Look for the line containing "Target: long brown hair" in the listing below. Retype that line and every subsequent line through the last one, and only those.
□ □ □ □ □ □ □
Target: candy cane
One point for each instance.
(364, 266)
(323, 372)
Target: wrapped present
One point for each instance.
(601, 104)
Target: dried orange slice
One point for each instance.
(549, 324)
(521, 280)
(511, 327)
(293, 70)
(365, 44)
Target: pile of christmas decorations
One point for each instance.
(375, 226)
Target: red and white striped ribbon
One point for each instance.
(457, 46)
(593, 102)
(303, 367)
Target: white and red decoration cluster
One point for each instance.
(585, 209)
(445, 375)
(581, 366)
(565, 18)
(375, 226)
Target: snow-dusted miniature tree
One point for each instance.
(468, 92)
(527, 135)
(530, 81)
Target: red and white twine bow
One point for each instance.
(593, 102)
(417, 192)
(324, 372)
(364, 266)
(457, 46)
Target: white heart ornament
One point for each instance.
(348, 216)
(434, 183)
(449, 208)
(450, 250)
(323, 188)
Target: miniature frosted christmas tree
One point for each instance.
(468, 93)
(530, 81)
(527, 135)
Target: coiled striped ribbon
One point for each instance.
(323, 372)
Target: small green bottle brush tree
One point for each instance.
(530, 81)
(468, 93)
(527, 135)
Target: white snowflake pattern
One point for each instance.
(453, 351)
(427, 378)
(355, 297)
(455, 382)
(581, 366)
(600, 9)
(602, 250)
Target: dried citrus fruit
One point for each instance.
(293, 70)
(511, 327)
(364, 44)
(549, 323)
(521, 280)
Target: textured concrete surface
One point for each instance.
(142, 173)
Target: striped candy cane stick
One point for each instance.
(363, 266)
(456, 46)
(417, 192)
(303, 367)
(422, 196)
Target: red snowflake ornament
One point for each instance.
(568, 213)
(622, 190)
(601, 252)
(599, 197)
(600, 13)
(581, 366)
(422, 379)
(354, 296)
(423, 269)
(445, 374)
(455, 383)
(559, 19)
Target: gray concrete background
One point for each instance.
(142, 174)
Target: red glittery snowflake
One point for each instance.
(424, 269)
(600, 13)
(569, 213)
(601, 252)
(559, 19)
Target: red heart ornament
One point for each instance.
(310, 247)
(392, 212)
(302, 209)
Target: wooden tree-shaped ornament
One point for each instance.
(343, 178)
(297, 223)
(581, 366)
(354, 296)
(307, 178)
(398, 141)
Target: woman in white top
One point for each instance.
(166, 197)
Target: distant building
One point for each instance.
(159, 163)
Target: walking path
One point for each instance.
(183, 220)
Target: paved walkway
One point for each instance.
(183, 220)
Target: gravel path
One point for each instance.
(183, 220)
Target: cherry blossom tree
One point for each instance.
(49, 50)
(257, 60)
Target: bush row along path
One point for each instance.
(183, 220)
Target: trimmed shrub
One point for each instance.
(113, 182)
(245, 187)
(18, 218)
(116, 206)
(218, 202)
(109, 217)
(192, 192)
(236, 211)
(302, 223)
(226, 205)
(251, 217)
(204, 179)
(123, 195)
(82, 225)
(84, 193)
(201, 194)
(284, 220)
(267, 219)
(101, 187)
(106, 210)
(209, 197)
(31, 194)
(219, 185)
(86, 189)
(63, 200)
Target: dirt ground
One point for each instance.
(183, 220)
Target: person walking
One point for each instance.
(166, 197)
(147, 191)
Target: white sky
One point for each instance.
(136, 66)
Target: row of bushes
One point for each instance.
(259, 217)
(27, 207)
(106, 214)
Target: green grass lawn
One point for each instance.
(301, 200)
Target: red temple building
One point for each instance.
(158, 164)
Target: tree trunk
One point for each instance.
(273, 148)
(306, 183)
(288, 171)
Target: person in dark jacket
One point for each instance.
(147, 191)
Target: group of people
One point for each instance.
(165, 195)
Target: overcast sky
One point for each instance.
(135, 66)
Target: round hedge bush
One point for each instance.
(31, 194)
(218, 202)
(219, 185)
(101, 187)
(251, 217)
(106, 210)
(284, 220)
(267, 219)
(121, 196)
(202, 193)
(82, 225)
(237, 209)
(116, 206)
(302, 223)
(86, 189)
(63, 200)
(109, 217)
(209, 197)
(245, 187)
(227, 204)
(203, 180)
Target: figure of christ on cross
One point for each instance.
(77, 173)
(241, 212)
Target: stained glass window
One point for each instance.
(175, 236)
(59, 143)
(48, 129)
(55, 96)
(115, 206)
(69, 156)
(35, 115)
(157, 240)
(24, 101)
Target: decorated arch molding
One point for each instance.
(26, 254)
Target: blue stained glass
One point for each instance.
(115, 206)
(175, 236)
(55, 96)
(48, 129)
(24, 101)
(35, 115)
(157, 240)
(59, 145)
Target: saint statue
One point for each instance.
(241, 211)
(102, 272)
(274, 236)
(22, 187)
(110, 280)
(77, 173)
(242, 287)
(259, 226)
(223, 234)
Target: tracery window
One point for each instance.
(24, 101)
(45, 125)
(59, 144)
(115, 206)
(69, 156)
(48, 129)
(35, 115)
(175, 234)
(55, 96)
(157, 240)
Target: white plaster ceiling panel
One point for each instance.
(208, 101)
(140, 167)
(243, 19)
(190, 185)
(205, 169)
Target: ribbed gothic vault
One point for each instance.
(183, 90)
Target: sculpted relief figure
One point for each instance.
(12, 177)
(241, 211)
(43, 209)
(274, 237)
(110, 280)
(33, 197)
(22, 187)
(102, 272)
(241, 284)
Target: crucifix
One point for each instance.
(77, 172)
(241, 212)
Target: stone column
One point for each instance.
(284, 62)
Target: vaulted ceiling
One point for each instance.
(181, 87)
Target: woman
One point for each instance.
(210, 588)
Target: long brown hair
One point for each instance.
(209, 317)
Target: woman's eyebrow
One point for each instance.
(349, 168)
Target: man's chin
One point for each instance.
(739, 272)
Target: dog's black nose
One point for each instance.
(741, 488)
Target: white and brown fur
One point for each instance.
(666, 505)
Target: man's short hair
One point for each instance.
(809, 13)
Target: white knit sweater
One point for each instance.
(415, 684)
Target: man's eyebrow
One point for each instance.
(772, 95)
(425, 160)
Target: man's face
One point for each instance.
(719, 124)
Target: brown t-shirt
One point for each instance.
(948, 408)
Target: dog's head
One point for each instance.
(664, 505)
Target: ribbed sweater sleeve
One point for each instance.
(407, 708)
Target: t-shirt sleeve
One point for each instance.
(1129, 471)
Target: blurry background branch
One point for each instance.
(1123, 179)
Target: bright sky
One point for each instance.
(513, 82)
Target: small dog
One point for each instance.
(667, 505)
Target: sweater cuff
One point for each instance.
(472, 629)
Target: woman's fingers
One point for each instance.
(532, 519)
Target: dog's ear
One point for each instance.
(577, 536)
□ □ □ □ □ □ □
→ Solution to this problem
Target: long brown hair
One point for each instance.
(209, 317)
Target: woman's eyebrow
One point for each instance.
(349, 168)
Target: man's chin
One point for each instance.
(739, 272)
Target: dog's black nose
One point for each instance.
(741, 488)
Target: white and brown fur
One point for each instance.
(666, 505)
Target: man's short hair
One point for each instance.
(809, 13)
Target: white knit sweater
One point for each instance.
(415, 684)
Target: man's eyebrow
One point for each instance.
(772, 95)
(425, 160)
Target: man's face
One point for each instance.
(719, 124)
Target: brown t-shirt
One point for each instance.
(948, 408)
Target: dog's head
One point for each instance.
(664, 505)
Target: ribbed sweater sleeve
One point for each instance.
(407, 708)
Target: t-shirt sleeve
One point for each instance.
(1129, 471)
Target: blurry background branch
One point for each instance.
(1123, 179)
Target: bright sky
One point for each instance.
(513, 82)
Target: small dog
One point for each instance.
(667, 505)
Target: sweater cuff
One point for each instance.
(472, 629)
Target: woman's fingers
One point for each instance.
(532, 519)
Target: dog's ear
One point for each instance.
(577, 536)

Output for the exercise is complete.